# [Task directions]
Continue the excerpt on the sensitivity analysis of river model boundary conditions from its last sentence.

Sensitivity analysis of boundary conditions

Sensitivity analysis is of great importance to evaluate and quantify the uncertainties of river models, including boundary conditions uncertainties. The response of the model performance to a range of variations in boundary conditions and sensitivity of different locations (along the river) to these changes should be analysed to address the uncertainties. In the present study, the key input variables are the boundary conditions at the Glenhurst site (upstream boundary) and the Gold Coast Seaway (downstream boundary) (Fig. 1). Considering the highly seasonal variations, and nonlinear and noise features of the hydrological time series, the sensitivity analysis was investigated based on adding random noise to input boundary conditions of the hydrodynamic model. This additive stochastic term was defined by randomness changes in the time and magnitude of the water level time series for both downstream and upstream boundaries separately:

$$ X(t)=x(t)+\varepsilon (t) $$
(3)

where X(t) = changed water level data of each boundary condition at the t th time step (m); x(t) = observed water level data of each boundary condition at the t th time step (m); and ε(t) = generated random numbers at the t th time step (m). Matlab software has been used for generating random numbers which are defined as normalized values (between 0 and 1) that are drawn from a uniform distribution. To generate the random numbers within a specified range, it was essential to define the lower and upper limits. These limits have been defined according to the three different percentages of changes, which has applied for each boundary condition, 5%, 10%, and 15%. Therefore, six scenarios of input data perturbation could be obtained by imposing the three percentages of changes to both the upstream and downstream conditions, as can be seen in Table 2. For scenarios 1–3, the downstream boundary was perturbed under 5%, 10%, and 15%, respectively; scenarios 4–6 indicate the perturbation of the upstream boundary under 5%, 10%, and 15%, respectively.

Downstream perturbation

In order to perform the perturbation of the downstream boundary conditions, the maximum tide range for each month (in the year 2012) was obtained from the observed tide data (Fig. 3).

# [Record extracts]
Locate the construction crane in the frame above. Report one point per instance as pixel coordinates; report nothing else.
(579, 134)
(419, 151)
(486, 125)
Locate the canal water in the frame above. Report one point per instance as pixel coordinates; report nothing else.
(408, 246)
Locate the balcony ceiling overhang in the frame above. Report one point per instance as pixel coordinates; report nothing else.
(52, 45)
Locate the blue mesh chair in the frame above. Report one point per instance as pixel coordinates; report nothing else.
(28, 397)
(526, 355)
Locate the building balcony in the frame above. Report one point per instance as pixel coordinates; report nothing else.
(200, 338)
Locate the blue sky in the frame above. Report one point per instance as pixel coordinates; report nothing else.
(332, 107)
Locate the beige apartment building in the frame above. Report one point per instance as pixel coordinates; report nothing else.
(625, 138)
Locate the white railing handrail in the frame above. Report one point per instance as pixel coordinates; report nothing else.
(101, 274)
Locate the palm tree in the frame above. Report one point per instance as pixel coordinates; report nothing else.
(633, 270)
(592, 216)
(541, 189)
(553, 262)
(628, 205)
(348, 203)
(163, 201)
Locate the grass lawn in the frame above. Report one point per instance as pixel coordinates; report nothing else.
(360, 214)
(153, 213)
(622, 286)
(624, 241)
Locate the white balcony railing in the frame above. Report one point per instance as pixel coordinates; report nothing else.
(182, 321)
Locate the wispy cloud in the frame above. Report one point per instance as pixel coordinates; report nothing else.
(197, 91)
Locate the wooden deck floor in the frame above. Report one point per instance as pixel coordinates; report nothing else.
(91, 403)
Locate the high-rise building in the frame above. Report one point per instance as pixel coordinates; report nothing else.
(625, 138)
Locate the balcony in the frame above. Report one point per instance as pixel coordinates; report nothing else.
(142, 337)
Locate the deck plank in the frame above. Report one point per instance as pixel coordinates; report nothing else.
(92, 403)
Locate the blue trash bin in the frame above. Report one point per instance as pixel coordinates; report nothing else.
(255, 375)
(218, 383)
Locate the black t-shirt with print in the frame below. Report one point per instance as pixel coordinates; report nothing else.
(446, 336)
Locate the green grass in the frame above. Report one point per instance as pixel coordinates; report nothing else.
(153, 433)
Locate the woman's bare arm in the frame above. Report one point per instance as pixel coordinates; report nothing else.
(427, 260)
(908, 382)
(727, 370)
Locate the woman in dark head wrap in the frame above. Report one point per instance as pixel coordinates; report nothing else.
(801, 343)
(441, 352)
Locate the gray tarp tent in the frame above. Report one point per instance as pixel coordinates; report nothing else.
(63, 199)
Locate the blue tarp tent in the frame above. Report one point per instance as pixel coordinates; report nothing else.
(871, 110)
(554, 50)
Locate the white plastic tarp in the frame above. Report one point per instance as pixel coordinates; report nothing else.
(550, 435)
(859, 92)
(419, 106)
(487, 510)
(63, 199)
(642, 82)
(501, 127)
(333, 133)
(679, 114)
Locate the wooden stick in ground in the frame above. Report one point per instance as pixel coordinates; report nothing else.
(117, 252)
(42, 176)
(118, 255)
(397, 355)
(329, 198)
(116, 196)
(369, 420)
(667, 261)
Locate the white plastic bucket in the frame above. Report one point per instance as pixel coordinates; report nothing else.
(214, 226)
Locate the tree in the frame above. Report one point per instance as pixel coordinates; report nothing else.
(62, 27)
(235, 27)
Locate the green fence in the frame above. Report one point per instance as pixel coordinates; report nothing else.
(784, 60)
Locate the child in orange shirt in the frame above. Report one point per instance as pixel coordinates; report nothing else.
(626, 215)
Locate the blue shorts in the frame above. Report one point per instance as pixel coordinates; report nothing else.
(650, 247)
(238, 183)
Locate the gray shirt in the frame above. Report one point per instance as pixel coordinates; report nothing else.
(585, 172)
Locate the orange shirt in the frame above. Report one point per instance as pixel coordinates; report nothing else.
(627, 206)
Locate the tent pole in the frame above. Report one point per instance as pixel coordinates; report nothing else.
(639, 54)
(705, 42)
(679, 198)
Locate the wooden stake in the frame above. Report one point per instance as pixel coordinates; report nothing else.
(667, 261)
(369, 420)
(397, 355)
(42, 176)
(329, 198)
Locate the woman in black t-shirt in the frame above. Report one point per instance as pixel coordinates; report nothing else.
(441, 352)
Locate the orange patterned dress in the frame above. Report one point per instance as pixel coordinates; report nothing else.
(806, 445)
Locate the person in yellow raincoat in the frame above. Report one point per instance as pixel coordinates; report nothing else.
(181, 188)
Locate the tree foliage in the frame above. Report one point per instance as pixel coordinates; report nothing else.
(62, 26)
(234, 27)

# [Expected answer]
Fig. 3
figure 3

Maximum tide range of each month in the year 2012

Next, the maximum tide range of each month was perturbed by the relevant percentage (5%, 10%, and 15%) in order to define a limit for generating random numbers. The lower and upper limit for the generation of random numbers under 5%, 10%, and 15% changes in the downstream boundary are defined below, respectively (i = 0.05, 0.10, 0.15; j = 1, 2, …, 12):

$$ \left|{\varepsilon}_{i,j}\right|\le {A}_i.{\eta}_{\max (j)} $$
(4)

in which Ai = percentage of perturbation; εi,j = generated random value for Ai perturbation over the j th month (m); and ηmax (j) = maximum tide range for j th month (m). The random numbers were generated in the defined range (upper and lower limits) using Matlab, and then added to the observed water level data to produce the new downstream boundary conditions for the sensitivity analysis, the hydrodynamic.

Upstream perturbation

In terms of perturbation of the upstream boundary condition, the two peak floods of the year 2012 were selected to generate random numbers and impose changes in the upstream boundary conditions (Fig. 4). Flood Event 1 (24/1/2012 3:00 AM – 26/1/2012 22:00 PM) has the maximum water level of 3.623 m; and Flood Event 2 (17/1/2012 1:00 AM – 19/1/2012 12:00 AM) has the maximum water level of 1.183 m.

Fig. 4
figure 4

Hourly water level of the upstream boundary (Glenhurst station) over (a) Flood Event 1 and (b) Flood Event 2

The lower and upper limits for generating random numbers in Matlab under 5%, 10%, and 15% changes in the upstream boundary are defined as below, respectively (k = 1, 2):

$$ \left|{\varepsilon}_{i,k}\right|\le {A}_i.{\eta}_{\mathrm{PF}(k)} $$
(5)

where εi,k = generated random values for the Ai perturbation over the k th flood event (m); and ηPF (k) = peak value of the k th flood event (m). The random numbers were produced within the defined range in Matlab. Next, these stochastic numbers were added to the observed water level over the flood event period to provide the new upstream boundary conditions for the sensitivity analysis.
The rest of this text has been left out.